» Wybrany fragment
────
Natomiast nie podobała mi się trzecia część (niestety najobszerniejsza) - była ona nudna i ponura, i tu faktycznie zmuszam się do czytania. Autorka pokusiła się o dystopię, więc znowu mamy przygnębiającą wizję przyszłości, której powinniśmy się bać, w której nie wydarza się nic dobrego. Po świecie szaleją kolejne pandemie, a rządy by je opanować wprowadzają państwo totalitarne. Byłam tym znużona, poza tym przyszło mi do głowy, że pisać o przyszłości pod kątem "medycznym" to dość ryzykowny pomysł. Owszem, naukowcy przestrzegają przed kolejnymi groźnymi wirusami, ale przecież postęp w medycynie jest taki, że trudno powiedzieć, jak będą wyglądały procedury leczenia za lat kilkanaście, a co dopiero kilkadziesiąt. Jakie będą nowe leki czy szczepionki? Tymczasem Yanagihara radzenie sobie z pandemiami w przyszłości opisuje tak, jakby w medycynie nic się nie zmieniło, a jedyne metody stosowane przez zdesperowane rządy to kwarantanny i lockdowny, inwigilacja, zakazy podróży i zakazy wszystkiego. Naukowcy opisani w powieści zajmują się nie wiadomo czym, chyba tylko wykrywaniem coraz to nowych wirusów (co przyjmują z ekscytacją). Gdzie te technologie, które miały nas uratować? Bohaterowie Do raju to tak naprawdę elita społeczna, cała reszta to jakieś zombie, snujące się po mieście, chorzy i biedni… Widać ewidentnie, że na autorkę mocno wpłynęła “nasza” ostatnia pandemia, ale coś tu poszło nie tak, ta wizja jest bardzo sztampowa, dystopia jakich wiele. Byłam zmęczona czytaniem o tym, najnudniejsze fragmenty to te relacjonujące życie bohaterki z przyszłości, które jest zupełnie nieciekawe. Ratują tę część listy dziadka bohaterki (sprzed jej narodzenia), więc mamy tu w zasadzie konstrukcję szkatułkową i epistolarną.
────
» Prezentowany materiał
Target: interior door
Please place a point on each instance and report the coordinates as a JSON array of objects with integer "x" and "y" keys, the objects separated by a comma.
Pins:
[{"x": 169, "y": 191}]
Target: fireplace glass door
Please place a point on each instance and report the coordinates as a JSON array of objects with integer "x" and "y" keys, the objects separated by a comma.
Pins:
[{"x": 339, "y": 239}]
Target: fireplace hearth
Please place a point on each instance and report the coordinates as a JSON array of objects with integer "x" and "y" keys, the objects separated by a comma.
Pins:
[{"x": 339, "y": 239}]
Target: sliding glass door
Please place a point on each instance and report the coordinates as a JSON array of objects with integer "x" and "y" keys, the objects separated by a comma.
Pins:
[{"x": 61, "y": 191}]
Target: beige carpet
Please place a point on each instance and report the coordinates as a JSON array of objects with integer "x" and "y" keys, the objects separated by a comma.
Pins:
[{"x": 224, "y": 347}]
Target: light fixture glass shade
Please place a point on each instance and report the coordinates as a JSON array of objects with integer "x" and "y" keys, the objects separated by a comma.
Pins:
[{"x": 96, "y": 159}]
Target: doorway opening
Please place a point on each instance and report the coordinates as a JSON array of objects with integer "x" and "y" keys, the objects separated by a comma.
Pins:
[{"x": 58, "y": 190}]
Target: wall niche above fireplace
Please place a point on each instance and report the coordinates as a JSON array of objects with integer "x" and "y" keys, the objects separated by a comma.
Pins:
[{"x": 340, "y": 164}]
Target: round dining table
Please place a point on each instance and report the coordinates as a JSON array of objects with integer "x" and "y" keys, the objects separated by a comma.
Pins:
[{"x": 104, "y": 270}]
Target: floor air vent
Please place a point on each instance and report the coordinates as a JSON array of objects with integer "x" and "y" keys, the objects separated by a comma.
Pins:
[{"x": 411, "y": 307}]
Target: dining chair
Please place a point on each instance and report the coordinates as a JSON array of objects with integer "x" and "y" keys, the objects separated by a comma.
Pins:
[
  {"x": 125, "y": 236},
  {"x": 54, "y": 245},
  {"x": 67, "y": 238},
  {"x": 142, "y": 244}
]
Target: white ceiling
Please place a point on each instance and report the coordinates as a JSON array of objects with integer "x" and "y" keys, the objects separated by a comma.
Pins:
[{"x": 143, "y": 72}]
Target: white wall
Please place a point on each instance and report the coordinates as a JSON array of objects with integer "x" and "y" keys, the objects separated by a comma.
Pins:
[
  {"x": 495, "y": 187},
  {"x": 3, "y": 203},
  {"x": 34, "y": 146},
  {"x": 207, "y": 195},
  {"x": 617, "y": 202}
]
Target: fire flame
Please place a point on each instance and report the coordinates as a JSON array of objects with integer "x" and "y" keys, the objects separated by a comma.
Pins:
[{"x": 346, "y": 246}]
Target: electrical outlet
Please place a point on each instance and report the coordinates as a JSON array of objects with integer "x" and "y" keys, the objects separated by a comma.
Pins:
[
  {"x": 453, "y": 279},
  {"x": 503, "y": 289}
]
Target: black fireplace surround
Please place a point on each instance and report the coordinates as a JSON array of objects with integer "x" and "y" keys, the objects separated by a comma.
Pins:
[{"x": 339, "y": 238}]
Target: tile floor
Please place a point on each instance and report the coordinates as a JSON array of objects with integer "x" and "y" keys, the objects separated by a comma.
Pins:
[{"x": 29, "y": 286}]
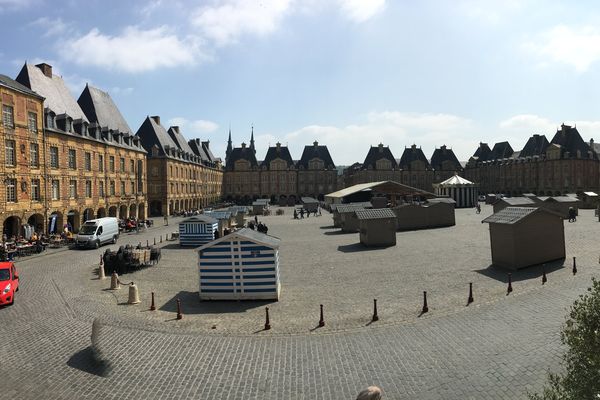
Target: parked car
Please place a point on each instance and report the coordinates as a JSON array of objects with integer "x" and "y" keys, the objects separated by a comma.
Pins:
[
  {"x": 96, "y": 232},
  {"x": 9, "y": 283}
]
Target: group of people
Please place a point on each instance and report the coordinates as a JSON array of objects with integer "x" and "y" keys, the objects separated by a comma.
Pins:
[{"x": 300, "y": 214}]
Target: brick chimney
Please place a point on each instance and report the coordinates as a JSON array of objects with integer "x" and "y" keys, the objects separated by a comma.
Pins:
[{"x": 46, "y": 69}]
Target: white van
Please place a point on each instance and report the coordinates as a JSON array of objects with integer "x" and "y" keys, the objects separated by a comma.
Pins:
[{"x": 96, "y": 232}]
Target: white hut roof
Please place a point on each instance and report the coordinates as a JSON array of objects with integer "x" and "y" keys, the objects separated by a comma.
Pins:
[
  {"x": 456, "y": 180},
  {"x": 247, "y": 234}
]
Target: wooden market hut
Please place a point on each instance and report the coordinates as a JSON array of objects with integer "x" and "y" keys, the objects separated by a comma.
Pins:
[
  {"x": 501, "y": 204},
  {"x": 310, "y": 204},
  {"x": 377, "y": 227},
  {"x": 243, "y": 265},
  {"x": 463, "y": 191},
  {"x": 197, "y": 230},
  {"x": 524, "y": 236}
]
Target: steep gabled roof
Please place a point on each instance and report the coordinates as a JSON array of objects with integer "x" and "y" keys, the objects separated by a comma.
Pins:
[
  {"x": 99, "y": 107},
  {"x": 316, "y": 151},
  {"x": 57, "y": 96},
  {"x": 14, "y": 85},
  {"x": 275, "y": 152},
  {"x": 500, "y": 151},
  {"x": 152, "y": 133},
  {"x": 569, "y": 139},
  {"x": 377, "y": 153},
  {"x": 241, "y": 153},
  {"x": 413, "y": 153},
  {"x": 177, "y": 137},
  {"x": 535, "y": 146},
  {"x": 483, "y": 152},
  {"x": 444, "y": 154}
]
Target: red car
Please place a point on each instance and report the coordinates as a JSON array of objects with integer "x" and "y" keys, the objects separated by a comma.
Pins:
[{"x": 9, "y": 283}]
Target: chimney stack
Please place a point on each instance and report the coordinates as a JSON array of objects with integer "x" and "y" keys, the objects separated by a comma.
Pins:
[{"x": 46, "y": 69}]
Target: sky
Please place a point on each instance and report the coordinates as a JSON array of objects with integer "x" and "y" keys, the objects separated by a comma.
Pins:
[{"x": 347, "y": 73}]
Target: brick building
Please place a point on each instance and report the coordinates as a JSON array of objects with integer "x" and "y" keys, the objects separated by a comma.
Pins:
[
  {"x": 182, "y": 175},
  {"x": 412, "y": 169},
  {"x": 278, "y": 177},
  {"x": 81, "y": 169},
  {"x": 566, "y": 164}
]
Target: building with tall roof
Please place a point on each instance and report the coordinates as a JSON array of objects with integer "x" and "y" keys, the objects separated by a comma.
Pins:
[
  {"x": 92, "y": 166},
  {"x": 566, "y": 164},
  {"x": 278, "y": 177},
  {"x": 182, "y": 175}
]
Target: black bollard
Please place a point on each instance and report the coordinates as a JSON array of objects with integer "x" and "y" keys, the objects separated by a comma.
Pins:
[
  {"x": 179, "y": 315},
  {"x": 425, "y": 307},
  {"x": 544, "y": 279},
  {"x": 267, "y": 322},
  {"x": 470, "y": 299},
  {"x": 321, "y": 320},
  {"x": 375, "y": 316}
]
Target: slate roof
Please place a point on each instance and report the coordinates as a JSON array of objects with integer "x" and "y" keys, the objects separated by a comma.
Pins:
[
  {"x": 510, "y": 215},
  {"x": 200, "y": 218},
  {"x": 275, "y": 152},
  {"x": 316, "y": 151},
  {"x": 177, "y": 137},
  {"x": 375, "y": 213},
  {"x": 483, "y": 152},
  {"x": 152, "y": 133},
  {"x": 500, "y": 151},
  {"x": 57, "y": 96},
  {"x": 241, "y": 153},
  {"x": 99, "y": 107},
  {"x": 14, "y": 85},
  {"x": 444, "y": 154},
  {"x": 410, "y": 154},
  {"x": 377, "y": 153},
  {"x": 536, "y": 146},
  {"x": 569, "y": 139}
]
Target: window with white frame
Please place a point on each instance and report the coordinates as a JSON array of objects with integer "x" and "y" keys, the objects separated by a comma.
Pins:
[
  {"x": 72, "y": 188},
  {"x": 72, "y": 159},
  {"x": 32, "y": 122},
  {"x": 54, "y": 157},
  {"x": 11, "y": 155},
  {"x": 8, "y": 118},
  {"x": 55, "y": 189},
  {"x": 34, "y": 155},
  {"x": 11, "y": 190},
  {"x": 35, "y": 190}
]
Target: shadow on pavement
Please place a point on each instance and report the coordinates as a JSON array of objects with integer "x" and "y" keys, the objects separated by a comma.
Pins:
[
  {"x": 85, "y": 360},
  {"x": 535, "y": 271},
  {"x": 191, "y": 304},
  {"x": 356, "y": 247}
]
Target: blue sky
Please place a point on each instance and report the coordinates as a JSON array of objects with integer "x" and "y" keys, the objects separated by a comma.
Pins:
[{"x": 348, "y": 73}]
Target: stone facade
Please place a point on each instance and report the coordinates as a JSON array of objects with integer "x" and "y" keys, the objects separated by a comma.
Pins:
[
  {"x": 278, "y": 176},
  {"x": 181, "y": 175},
  {"x": 567, "y": 164}
]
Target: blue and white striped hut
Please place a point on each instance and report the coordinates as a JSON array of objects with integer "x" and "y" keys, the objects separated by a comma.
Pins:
[
  {"x": 243, "y": 265},
  {"x": 197, "y": 230}
]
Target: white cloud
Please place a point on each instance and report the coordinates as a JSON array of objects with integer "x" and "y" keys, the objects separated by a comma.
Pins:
[
  {"x": 578, "y": 48},
  {"x": 135, "y": 50},
  {"x": 52, "y": 27},
  {"x": 193, "y": 128},
  {"x": 361, "y": 10},
  {"x": 350, "y": 143},
  {"x": 225, "y": 22}
]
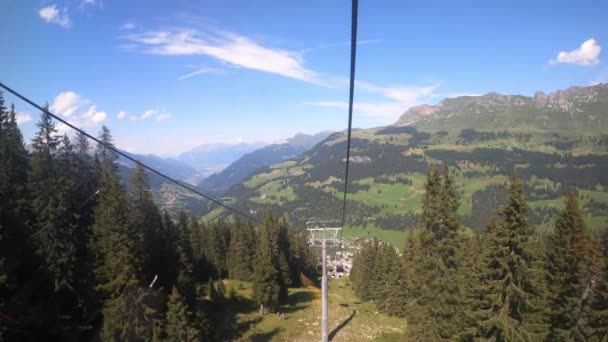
────
» O zadaniu
Odpowiedz na podstawie wybranego fragmentu:
(a) Która część powieści jest w nim określona jako najobszerniejsza?
(b) Jakie metody walki z pandemiami stosują rządy w opisanej przyszłości?
(c) Co ratuje tę część powieści?

» Odpowiedź
(a) Trzecia część.
(b) Kwarantanny i lockdowny, inwigilacja, zakazy podróży i zakazy wszystkiego.
(c) Listy dziadka bohaterki, pisane przed jej narodzeniem.